▶ [DOCUMENT EXTRACT]
▼
Based on [14,15] and previous experiments, a first set of exploratory settings for UV-C-AOP destruction was defined to be tested and further elaborated in subsequent research. The initial tests included varying UV-C-doses between 2500 and 25,000 J/m², PVA-H₂O₂ ratios of 1:1, 1:5, and 1:10, PVA concentrations between 250 mg/L and 5000 mg/L, testing a direct photolysis effect whereby no H₂O₂ is added, and testing the direct oxidation effect in the absence of UV-C.

Samples were taken in 100 mL brown glass bottles and stored and shipped frozen until analysis.

2.3. Removal of PVA and Microplastics via Pilot-Scale GAC and Organosilane-Induced Agglomeration

The pilot plant is a mobile wastewater treatment unit, which targets the simultaneous removal of high loads of MPs and PVA by agglomeration–fixation in combination with GAC. The wastewater originates from a plastic packaging industry and is shipped in two 1 m³ IBC containers to the pilot plant.

Wasser 3.0 PE-X^® is based on the “Clump & Skim” process for filter-free removal of MPs from water. The technology utilizes hybrid silica gels—silicon-based chemicals with various reactive groups. Water is placed in a reactor with a stirrer, creating a vortex. After adding abcr eco Wasser 3.0 PE-X^® industrial wastewater (AB930006, abcr GmbH, Karlsruhe, Germany), agglomeration–fixation and partial PVA aggregation take place. The purified wastewater and the agglomerates formed are discharged (separation unit) and separated from each other. The purified wastewater then flows from the filtrate tank into the fixed-bed reactor with modified activated carbon (GAC) for ten minutes. The base material is Jacobi, model: AquaSorb™2000, grain size: 8 × 16 mesh. It was filled with 175 L or 77 kg of GAC.

The removal efficiency of the MP is monitored using Wasser 3.0’s standardized MP detection method by applying a novel fluorescent dye (abcr eco Wasser 3.0 detect mix MP-1, AB930015, abcr GmbH, Karlsruhe, Germany), which has been described in detail in Sturm et al. 2024 [27].
▲
Return the part of the wastewater treatment text that begins at the words "Based on [14,15]" and stops after "frozen until analysis.", copied without any changes. The records that come next are separate material and are unrelated to the wastewater treatment text.

(Records for identifying positions)
▼
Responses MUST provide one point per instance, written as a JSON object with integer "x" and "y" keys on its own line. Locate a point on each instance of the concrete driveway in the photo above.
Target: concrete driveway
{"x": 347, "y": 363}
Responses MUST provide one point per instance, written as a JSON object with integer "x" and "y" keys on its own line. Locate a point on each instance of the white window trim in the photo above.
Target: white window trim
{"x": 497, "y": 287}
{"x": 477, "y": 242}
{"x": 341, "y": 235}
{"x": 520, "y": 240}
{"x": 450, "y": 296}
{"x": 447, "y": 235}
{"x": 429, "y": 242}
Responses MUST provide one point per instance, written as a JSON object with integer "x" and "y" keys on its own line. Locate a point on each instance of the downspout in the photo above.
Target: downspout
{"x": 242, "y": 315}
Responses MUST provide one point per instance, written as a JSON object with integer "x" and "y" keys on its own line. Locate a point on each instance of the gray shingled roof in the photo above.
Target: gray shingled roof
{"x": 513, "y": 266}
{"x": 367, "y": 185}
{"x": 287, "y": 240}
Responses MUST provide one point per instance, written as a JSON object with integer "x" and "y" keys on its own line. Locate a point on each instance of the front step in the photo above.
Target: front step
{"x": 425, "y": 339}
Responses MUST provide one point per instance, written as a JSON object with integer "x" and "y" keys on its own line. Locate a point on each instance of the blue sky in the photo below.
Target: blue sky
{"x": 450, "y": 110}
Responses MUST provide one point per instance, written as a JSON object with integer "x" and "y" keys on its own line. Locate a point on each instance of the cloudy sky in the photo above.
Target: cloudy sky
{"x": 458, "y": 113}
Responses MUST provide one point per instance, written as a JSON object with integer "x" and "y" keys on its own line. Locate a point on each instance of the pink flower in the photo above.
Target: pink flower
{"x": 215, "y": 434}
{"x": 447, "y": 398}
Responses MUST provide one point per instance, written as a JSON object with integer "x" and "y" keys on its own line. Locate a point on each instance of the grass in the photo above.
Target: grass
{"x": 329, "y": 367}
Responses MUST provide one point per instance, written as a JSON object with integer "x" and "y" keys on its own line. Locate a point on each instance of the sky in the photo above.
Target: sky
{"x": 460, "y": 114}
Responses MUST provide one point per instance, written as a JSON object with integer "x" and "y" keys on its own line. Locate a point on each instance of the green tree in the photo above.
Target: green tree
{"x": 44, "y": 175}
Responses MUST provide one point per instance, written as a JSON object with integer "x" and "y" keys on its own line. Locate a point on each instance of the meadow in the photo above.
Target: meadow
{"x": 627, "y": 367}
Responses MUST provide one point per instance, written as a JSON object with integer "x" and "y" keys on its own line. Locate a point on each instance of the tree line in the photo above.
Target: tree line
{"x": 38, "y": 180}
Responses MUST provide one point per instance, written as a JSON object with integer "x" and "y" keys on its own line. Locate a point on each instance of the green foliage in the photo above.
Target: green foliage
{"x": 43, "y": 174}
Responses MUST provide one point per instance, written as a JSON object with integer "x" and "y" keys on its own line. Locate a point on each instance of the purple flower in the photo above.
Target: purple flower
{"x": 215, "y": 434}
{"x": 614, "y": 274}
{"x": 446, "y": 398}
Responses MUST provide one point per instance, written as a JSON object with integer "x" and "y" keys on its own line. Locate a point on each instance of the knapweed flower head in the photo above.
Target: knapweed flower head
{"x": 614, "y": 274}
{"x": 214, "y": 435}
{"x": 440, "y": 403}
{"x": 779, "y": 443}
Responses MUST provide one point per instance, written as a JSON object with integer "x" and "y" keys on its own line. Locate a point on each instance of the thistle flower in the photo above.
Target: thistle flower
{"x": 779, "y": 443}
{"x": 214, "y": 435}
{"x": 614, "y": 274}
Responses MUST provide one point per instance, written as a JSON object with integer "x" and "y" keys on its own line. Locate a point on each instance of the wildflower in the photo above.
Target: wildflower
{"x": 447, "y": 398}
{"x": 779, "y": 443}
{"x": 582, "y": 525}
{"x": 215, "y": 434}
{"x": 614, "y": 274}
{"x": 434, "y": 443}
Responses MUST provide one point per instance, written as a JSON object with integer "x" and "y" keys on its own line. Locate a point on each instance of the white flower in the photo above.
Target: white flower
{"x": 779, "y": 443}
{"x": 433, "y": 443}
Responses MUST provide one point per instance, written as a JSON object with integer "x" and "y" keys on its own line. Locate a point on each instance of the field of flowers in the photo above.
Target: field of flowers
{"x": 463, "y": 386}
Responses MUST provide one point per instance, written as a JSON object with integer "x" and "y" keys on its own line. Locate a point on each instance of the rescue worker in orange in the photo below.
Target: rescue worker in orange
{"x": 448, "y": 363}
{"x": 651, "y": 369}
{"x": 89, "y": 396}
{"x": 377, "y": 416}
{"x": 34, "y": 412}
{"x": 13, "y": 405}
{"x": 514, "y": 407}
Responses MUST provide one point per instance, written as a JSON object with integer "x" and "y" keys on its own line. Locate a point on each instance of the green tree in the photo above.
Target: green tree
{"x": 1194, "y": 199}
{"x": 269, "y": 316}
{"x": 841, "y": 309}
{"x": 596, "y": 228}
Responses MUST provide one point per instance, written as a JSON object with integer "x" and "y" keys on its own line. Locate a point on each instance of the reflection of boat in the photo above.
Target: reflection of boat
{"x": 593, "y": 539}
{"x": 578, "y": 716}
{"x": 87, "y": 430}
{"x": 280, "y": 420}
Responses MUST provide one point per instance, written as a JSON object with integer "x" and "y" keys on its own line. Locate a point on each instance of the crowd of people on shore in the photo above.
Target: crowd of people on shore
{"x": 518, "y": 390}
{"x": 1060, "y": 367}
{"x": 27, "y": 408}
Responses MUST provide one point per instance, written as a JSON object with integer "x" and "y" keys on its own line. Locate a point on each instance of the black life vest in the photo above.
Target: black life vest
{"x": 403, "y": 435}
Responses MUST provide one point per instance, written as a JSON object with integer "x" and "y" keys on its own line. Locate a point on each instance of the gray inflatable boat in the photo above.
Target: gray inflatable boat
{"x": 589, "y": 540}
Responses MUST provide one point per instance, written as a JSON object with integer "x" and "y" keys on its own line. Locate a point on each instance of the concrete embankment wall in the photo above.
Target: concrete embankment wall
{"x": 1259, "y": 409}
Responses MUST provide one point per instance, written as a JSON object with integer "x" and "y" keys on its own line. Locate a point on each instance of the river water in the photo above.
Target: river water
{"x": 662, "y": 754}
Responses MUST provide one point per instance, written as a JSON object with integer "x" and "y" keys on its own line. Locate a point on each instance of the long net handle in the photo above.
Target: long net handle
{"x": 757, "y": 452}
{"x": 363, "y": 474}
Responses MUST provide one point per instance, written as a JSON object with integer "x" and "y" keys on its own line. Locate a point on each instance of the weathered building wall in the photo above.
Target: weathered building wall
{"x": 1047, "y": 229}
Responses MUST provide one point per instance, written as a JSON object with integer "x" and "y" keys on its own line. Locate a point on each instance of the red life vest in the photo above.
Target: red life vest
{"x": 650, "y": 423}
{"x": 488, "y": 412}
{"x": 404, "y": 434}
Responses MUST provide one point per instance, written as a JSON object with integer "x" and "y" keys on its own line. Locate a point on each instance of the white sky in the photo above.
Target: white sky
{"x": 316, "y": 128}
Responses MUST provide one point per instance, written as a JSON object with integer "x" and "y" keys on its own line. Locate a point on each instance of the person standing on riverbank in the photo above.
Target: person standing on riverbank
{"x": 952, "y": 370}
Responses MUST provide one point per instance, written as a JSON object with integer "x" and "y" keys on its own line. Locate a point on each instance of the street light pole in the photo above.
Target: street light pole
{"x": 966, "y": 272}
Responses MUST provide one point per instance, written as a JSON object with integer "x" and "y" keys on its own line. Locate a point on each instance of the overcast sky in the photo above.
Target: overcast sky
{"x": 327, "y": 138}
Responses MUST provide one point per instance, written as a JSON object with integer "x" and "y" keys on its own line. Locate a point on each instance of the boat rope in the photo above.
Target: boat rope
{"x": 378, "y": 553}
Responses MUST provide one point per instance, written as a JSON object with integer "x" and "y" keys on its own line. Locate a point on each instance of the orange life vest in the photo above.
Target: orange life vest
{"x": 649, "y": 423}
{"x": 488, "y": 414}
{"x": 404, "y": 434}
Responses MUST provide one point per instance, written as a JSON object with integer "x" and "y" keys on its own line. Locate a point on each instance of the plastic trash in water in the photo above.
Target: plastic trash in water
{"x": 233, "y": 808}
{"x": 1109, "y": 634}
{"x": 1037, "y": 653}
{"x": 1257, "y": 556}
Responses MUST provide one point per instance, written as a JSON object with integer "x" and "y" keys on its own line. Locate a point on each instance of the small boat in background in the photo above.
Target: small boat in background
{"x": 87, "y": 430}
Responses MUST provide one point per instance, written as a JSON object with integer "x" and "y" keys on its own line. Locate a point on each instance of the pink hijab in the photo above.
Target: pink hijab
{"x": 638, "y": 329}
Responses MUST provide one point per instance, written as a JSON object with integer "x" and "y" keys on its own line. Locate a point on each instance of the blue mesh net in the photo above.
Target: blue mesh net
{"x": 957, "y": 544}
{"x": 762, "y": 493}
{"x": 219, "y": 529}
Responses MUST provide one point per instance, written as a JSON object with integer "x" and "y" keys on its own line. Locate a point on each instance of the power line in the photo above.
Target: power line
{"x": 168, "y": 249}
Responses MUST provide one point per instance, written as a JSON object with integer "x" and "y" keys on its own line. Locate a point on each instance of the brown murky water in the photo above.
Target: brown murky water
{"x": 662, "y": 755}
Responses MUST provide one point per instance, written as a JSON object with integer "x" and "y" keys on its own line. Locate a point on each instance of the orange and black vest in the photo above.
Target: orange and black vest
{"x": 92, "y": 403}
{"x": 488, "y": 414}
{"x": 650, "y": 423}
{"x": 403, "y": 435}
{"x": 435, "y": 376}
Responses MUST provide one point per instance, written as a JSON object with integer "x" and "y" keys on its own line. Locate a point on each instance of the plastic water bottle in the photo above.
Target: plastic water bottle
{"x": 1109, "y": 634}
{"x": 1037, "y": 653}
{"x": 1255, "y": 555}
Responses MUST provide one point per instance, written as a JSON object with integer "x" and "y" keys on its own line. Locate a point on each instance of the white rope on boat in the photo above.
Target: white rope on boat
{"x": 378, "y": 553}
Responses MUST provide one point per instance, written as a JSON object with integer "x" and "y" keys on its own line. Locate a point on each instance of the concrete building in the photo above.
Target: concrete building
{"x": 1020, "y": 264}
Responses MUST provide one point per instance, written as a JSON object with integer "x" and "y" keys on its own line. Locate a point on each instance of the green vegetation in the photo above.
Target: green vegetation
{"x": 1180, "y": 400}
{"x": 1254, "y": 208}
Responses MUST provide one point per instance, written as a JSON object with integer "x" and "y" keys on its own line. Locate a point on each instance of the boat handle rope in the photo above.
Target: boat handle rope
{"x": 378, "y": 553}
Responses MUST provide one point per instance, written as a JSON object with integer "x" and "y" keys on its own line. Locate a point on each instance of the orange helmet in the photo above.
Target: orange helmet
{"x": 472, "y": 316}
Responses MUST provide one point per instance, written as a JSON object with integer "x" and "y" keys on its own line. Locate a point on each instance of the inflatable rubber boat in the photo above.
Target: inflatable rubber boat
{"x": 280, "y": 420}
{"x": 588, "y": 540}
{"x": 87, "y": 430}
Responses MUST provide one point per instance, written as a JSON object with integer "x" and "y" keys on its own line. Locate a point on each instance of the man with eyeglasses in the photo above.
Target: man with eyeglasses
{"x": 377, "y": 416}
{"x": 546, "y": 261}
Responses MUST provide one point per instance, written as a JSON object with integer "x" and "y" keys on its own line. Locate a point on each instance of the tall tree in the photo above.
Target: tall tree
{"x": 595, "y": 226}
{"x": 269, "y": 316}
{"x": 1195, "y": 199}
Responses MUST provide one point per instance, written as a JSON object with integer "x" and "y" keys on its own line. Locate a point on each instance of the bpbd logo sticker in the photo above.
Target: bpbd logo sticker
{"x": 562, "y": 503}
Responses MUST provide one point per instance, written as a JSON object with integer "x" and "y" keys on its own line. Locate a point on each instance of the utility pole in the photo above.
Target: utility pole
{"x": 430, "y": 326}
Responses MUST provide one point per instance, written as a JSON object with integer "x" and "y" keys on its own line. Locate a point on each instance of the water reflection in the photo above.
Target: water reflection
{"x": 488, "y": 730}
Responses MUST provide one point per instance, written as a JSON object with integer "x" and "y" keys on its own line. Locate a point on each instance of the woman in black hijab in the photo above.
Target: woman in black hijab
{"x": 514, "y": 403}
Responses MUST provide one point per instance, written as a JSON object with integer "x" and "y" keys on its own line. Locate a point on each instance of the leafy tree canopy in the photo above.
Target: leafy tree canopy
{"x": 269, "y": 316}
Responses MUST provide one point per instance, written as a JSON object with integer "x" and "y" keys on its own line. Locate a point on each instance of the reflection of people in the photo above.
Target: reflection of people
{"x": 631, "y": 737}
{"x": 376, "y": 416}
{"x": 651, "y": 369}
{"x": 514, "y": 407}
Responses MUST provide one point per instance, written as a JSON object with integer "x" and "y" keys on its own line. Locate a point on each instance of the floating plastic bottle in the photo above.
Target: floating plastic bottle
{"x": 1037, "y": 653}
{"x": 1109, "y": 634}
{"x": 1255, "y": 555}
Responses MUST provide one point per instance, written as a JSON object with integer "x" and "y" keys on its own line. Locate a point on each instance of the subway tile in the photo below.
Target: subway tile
▲
▶ [WRITTEN SOLUTION]
Based on [14,15] and previous experiments, a first set of exploratory settings for UV-C-AOP destruction was defined to be tested and further elaborated in subsequent research. The initial tests included varying UV-C-doses between 2500 and 25,000 J/m², PVA-H₂O₂ ratios of 1:1, 1:5, and 1:10, PVA concentrations between 250 mg/L and 5000 mg/L, testing a direct photolysis effect whereby no H₂O₂ is added, and testing the direct oxidation effect in the absence of UV-C.

Samples were taken in 100 mL brown glass bottles and stored and shipped frozen until analysis.